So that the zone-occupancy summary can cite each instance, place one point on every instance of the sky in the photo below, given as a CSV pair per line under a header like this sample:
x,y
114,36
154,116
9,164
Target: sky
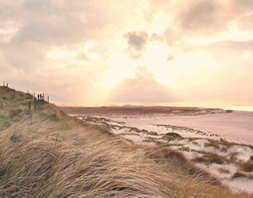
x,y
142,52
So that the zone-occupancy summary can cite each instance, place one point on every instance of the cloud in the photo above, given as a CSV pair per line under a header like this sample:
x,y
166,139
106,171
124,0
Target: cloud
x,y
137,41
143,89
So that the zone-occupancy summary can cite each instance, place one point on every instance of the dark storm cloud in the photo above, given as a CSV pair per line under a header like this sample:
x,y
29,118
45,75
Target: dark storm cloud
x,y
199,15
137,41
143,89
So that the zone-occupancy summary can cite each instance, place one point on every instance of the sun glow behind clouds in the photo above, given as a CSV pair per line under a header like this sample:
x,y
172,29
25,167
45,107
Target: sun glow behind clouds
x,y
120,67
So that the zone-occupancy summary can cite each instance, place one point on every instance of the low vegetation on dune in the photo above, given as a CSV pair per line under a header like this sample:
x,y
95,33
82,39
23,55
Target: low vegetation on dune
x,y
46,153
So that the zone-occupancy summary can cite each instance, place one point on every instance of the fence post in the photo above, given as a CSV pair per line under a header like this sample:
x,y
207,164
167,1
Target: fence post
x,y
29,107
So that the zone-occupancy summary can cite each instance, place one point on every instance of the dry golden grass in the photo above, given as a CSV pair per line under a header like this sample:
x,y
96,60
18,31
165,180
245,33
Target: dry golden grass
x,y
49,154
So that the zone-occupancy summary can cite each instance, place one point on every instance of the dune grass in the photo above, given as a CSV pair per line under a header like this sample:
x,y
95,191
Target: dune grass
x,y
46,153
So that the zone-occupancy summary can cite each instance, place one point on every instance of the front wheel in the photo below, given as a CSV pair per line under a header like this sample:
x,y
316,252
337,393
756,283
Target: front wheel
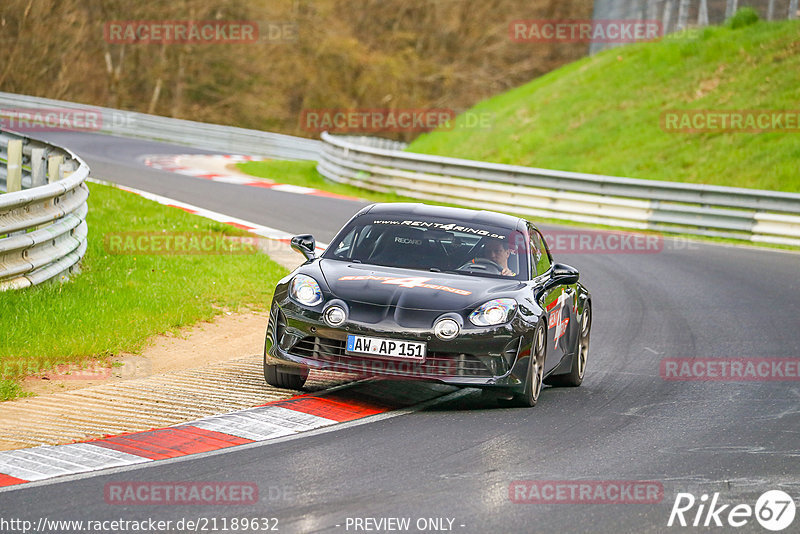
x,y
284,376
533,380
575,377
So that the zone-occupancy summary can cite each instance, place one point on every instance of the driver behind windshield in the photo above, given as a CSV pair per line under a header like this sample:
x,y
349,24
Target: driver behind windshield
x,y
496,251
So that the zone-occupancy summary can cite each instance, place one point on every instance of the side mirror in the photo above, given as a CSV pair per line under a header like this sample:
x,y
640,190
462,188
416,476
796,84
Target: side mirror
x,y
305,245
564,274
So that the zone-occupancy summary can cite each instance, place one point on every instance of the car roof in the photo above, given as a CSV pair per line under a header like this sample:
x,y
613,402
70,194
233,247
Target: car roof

────

_YOUR OBJECTIVE_: Reproduce the data starting with the line containing "the dry golden" and continuing through the end of the data, scaling each x and y coordinate in the answers by 1.15 and rounding to whole numbers with halves rounded up. Keep every other line and number unchanged, and leave the pictures out.

_THE ANSWER_:
So that the zone-occupancy summary can cite each instance, place one point on every instance of the dry golden grass in the photo above, given as a CSV pair per line under a header like this sample:
x,y
96,60
18,31
165,180
245,33
Target: dry golden grass
x,y
56,177
So that the zone-occupancy summary can cite each instance, place one point on every instance of the dune grass in the photo above, given as a CSV pair per line under a header like this sample:
x,y
95,191
Target: dune grass
x,y
53,176
So that the zone-occupancy summary can cite each instance, place one point on every instance of the front wheel in the photo below, given as a CSV pair per line under a header like this sample:
x,y
316,252
337,393
756,283
Target: front wheel
x,y
327,432
613,437
661,434
So that the zone-occupancy summary can cite each instance, place one point on every instance of the driver behind windshield in the photo above, given as a CSV pair per line under a header like this sample:
x,y
349,24
Target: driver behind windshield
x,y
570,289
So that the zone-occupancy summary can cite each instance, place one point on every instance of the side mirror in the photo above, given as a CSV pair per line under a header like this sample:
x,y
640,190
462,188
416,476
796,84
Target: side mirror
x,y
351,282
649,315
So that the zone-occupancy summary can cite each instance, place one point on every instance of the car roof in the photo above, given as a CSV pair per line under a header like this sample:
x,y
613,402
70,194
233,247
Target: car roof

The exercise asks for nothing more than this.